* [What is needed]:
Reproduce the lines from the one containing "[locate] white laptop" through the last line, replacing "laptop" with "notebook computer" and leaving everything else unchanged.

* [Records for this exercise]:
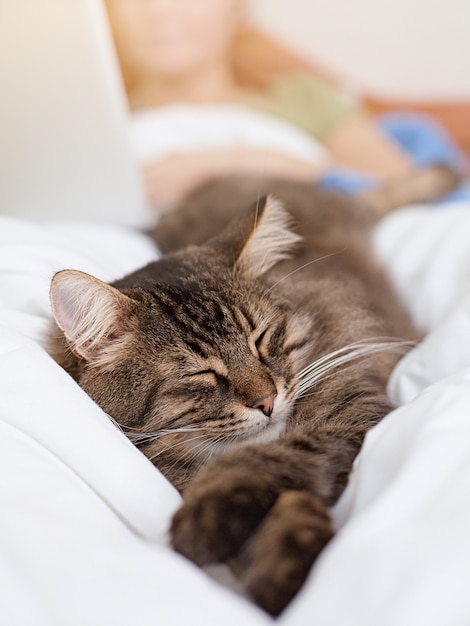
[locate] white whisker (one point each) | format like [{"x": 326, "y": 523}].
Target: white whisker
[
  {"x": 321, "y": 369},
  {"x": 322, "y": 258}
]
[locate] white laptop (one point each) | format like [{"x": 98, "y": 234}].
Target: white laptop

* [In response]:
[locate] white notebook computer (one point each) | format like [{"x": 98, "y": 234}].
Target: white notebook computer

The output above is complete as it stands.